═══ Excerpt ═══

IKEA stores now populate the suburbs of America. They spring up wherever there is enough space to hold their gargantuan facilities. Why are they so popular? Price is one factor, but also there's something called the IKEA Effect: You value something that you build more than something you buy ready-made.

This is true, even if the stuff you buy already put together is clearly better. This is a nightmare for anyone who receives a home-made sweater for Christmas, but it's a goldmine for people who want to work a little less for a little more money. Build-your-own product stores do very well, even if their output is amateurish. The difference between what people will pay for outright, and what they'll pay for if they get to put in a little effort, is so pronounced that scientists decided to name and test it.

The IKEA Effect has been tested in a number of different scenarios. The first was the straight-up assemblage of IKEA furniture. People were willing to pay more for the furniture that they assembled than the furniture that came pre-made. This was not the case when they made only part of the furniture. Those who put together only a chair leg or only the bottom of a bed frame didn't care whether they bought their own furniture or someone else's.

═══ Data shown ═══

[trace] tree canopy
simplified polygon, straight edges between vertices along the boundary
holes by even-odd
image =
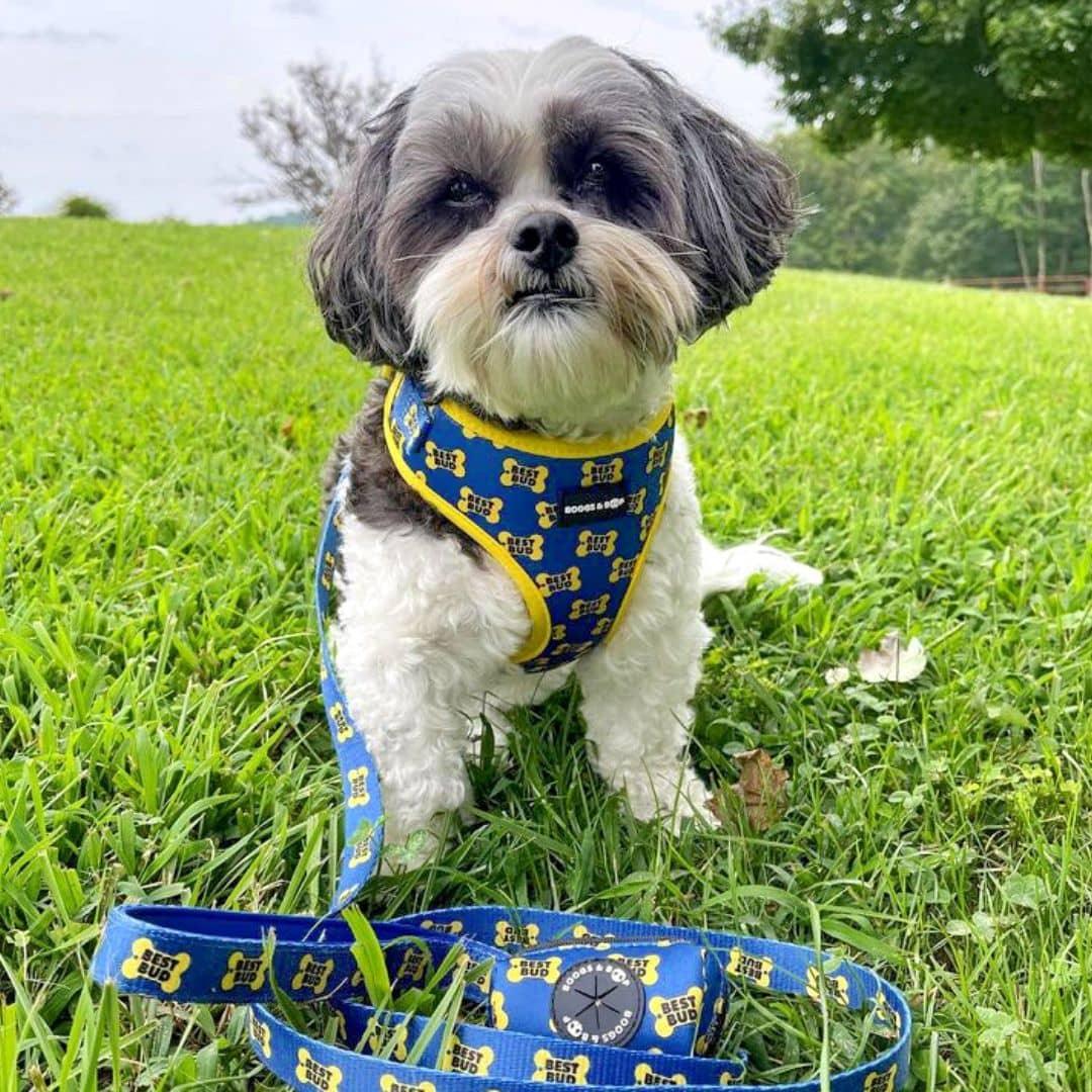
[[[788,246],[793,265],[927,280],[1023,276],[1031,285],[1042,236],[1048,273],[1089,268],[1076,167],[1045,166],[1041,222],[1026,162],[969,163],[880,140],[834,154],[807,129],[773,146],[812,210]]]
[[[365,84],[327,61],[289,64],[292,88],[241,111],[242,135],[264,161],[270,180],[239,204],[288,201],[309,218],[325,207],[356,155],[360,131],[391,93],[378,59]]]
[[[1092,163],[1089,0],[763,0],[722,9],[712,29],[768,66],[831,149],[880,134]]]

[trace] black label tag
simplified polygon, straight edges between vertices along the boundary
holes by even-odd
[[[593,485],[586,489],[562,489],[557,501],[557,522],[562,527],[617,520],[625,514],[625,482]]]

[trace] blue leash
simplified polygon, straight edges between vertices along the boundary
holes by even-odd
[[[376,767],[327,639],[347,484],[342,475],[314,578],[322,700],[345,795],[345,848],[330,911],[307,917],[117,906],[92,962],[95,981],[161,1000],[250,1005],[256,1056],[300,1092],[531,1092],[542,1081],[604,1092],[640,1084],[770,1092],[774,1085],[741,1083],[746,1056],[711,1056],[732,990],[749,984],[814,1000],[826,994],[832,1007],[867,1010],[873,1030],[891,1040],[877,1057],[833,1075],[833,1092],[901,1089],[911,1014],[898,989],[848,960],[820,962],[809,948],[731,933],[500,906],[407,914],[373,923],[395,992],[422,985],[458,948],[472,964],[486,964],[483,977],[466,981],[465,1000],[479,1022],[460,1020],[446,1035],[422,1017],[360,1004],[353,936],[339,912],[379,862],[383,812]],[[271,980],[297,1002],[327,1002],[346,1045],[311,1038],[275,1017],[266,1008]],[[775,1088],[821,1085],[816,1079]]]

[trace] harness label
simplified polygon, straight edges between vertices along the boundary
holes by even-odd
[[[629,494],[619,477],[584,489],[562,489],[557,499],[557,522],[562,527],[598,523],[626,514]]]

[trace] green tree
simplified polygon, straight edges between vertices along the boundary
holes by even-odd
[[[763,0],[712,27],[781,80],[835,149],[901,146],[1092,162],[1089,0]]]
[[[73,193],[61,202],[58,215],[82,216],[90,219],[109,219],[110,210],[100,201],[84,193]]]
[[[768,66],[783,106],[832,149],[879,134],[963,156],[1031,155],[1042,281],[1044,156],[1092,163],[1089,0],[761,0],[722,9],[712,29],[745,61]],[[1082,183],[1092,240],[1087,169]]]
[[[1033,280],[1036,209],[1026,164],[965,162],[939,149],[899,151],[878,139],[834,154],[808,129],[773,144],[812,210],[790,247],[792,264],[883,276]],[[1088,241],[1077,170],[1048,165],[1043,192],[1052,270],[1083,269]]]
[[[236,202],[288,201],[313,219],[352,165],[365,122],[390,97],[393,84],[376,57],[367,83],[322,60],[289,64],[288,75],[292,90],[286,95],[265,95],[241,111],[242,135],[264,162],[270,180]]]

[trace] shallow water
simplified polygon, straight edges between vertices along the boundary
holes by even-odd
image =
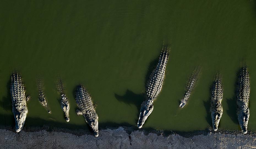
[[[0,124],[14,126],[8,82],[17,70],[32,96],[26,126],[87,129],[75,112],[74,91],[81,83],[97,105],[100,127],[136,126],[149,70],[164,44],[171,49],[164,84],[144,128],[187,131],[211,125],[209,88],[219,71],[224,91],[219,129],[239,130],[235,84],[246,61],[251,78],[248,128],[256,131],[255,0],[2,1],[0,19],[0,118],[5,120]],[[197,85],[179,109],[187,79],[198,65]],[[58,101],[58,75],[70,102],[69,123]],[[39,75],[50,114],[37,99]]]

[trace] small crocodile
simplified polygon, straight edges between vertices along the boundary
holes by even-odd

═══

**Directions:**
- A) In the segmentation data listing, retype every line from the one containing "[trace] shallow water" through the last line of the listing, including both ends. Omit the pictures from your copy.
- B) Continue the passage on the IKEA Effect from where it stops.

**Answers provided:**
- A)
[trace] shallow water
simplified polygon, straight edges between vertices along the boundary
holes by even-odd
image =
[[[0,124],[14,126],[8,82],[17,70],[32,96],[26,126],[87,129],[75,112],[74,91],[81,83],[97,105],[100,127],[136,126],[149,70],[164,44],[171,49],[164,84],[144,128],[187,131],[211,125],[209,88],[219,71],[224,91],[219,129],[239,130],[235,84],[246,61],[251,78],[248,128],[256,131],[255,0],[2,1],[0,19],[0,118],[5,120]],[[197,85],[179,109],[187,79],[198,65]],[[58,101],[58,75],[70,102],[69,123]],[[39,75],[50,114],[37,99]]]

[trace] small crocodile
simplified polygon, straight edges between vertices along the boundary
holes by even-odd

- B)
Then the researchers broke out the origami. Once people were shown how to make origami frogs and origami cranes they valued their own creations more highly than paper creations made by experts. When the scientists mixed the origami up, hiding the amateur's creations among the professional's, the DIY origami folders still valued their own creations as highly as the origami done by experts. An independent group, who saw both creations, didn't agree.

The general conclusion people come to when they study the IKEA Effect is: People will pay more if they have to put labor into something, not less. I have to wonder if that's the whole story. Do people like their own labor, or do they like control over the finished product? There is value in knowing how something is put together, and what can be done if it fails. The knowledge might be worth more than expert polish.